── Passage given ──
After peaking, Claudette began steady weakening. Around that time, a hurricane watch was issued for the island of Bermuda, which was later upgraded to a warning. The hurricane turned to the northwest, passing 136 mi east of Bermuda as a Category 1 hurricane on September 8. Winds on the island peaked at 23 mph, with gusts to 32 mph, and waves reached up to 8 ft in height. By September 10, Claudette weakened to tropical storm status as it accelerated eastward. The next day it deteriorated further to tropical depression status, and the next day Claudette became extratropical to the southwest of the Azores. It persisted two more days until dissipating over the Azores.

=== Tropical Storm Danny ===

One of the most vigorous tropical waves of the season (which also led to the formation of Hurricane Jimena in the eastern Pacific) was first observed in western Africa on September 2. Three days later it emerged from the coast at Dakar, moving into the tropical Atlantic Ocean with rainbands around its convection. By early on September 7, the system organized into Tropical Depression Seven about 300 mi south-southwest of Cape Verde. Upon developing, the depression had a broad circulation, located in an environment generally favorable for intensification. With a strong ridge to the north, the depression tracked steadily westward. After remaining a tropical depression for about 36 hours, the system became better organized and developed well-defined banding features. Based on satellite intensity estimates, the NHC upgraded it to Tropical Storm Danny on September 8.
───
── Record excerpts ──
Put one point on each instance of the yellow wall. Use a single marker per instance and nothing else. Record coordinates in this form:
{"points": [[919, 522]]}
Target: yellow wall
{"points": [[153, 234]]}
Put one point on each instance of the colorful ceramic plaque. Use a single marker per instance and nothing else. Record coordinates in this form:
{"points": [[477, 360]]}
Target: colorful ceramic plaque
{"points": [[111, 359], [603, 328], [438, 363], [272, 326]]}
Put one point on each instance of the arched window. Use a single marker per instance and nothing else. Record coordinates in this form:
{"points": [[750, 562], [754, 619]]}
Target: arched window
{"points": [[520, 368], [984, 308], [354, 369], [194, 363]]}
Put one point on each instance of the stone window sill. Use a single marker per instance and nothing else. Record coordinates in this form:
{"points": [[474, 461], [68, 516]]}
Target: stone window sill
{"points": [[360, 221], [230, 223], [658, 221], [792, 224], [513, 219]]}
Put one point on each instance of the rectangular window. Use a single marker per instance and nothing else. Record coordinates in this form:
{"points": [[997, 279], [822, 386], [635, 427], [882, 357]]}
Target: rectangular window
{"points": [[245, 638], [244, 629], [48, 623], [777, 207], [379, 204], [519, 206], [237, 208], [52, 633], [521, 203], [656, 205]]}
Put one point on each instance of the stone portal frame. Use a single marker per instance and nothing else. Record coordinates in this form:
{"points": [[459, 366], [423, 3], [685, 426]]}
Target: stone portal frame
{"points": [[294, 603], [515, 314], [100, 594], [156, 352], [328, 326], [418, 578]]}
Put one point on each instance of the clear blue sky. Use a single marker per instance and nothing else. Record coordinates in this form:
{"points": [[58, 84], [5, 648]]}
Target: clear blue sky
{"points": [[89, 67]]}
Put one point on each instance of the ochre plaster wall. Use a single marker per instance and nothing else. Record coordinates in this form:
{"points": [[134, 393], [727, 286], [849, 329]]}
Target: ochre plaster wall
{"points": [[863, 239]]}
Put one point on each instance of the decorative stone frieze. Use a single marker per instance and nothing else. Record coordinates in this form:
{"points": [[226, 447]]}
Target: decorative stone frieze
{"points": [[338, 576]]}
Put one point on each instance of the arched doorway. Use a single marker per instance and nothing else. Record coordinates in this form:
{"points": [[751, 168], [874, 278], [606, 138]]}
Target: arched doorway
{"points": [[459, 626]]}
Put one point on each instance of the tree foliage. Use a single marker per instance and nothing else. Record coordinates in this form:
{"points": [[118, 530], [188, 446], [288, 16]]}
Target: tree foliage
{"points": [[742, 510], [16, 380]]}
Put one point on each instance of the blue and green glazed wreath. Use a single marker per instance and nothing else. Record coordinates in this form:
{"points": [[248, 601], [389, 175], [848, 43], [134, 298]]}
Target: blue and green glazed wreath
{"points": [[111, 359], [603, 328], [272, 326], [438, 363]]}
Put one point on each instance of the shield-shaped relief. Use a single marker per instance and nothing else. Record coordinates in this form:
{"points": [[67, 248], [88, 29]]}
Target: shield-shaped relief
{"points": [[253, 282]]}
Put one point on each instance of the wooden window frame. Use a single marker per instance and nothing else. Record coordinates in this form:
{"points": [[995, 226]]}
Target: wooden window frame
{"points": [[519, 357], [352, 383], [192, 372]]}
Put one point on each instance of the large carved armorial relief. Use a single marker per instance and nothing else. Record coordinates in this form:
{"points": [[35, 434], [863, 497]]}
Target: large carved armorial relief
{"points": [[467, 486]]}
───
Goal of the exercise -
Answer these questions from the hurricane-season passage:
(a) How far east of Bermuda did Claudette pass?
(b) Where and on what date was the tropical wave that became Danny first observed?
(c) What did the NHC base its upgrade of the system to Tropical Storm Danny on?

Output for this task -
(a) 136 mi
(b) In western Africa, on September 2
(c) Satellite intensity estimates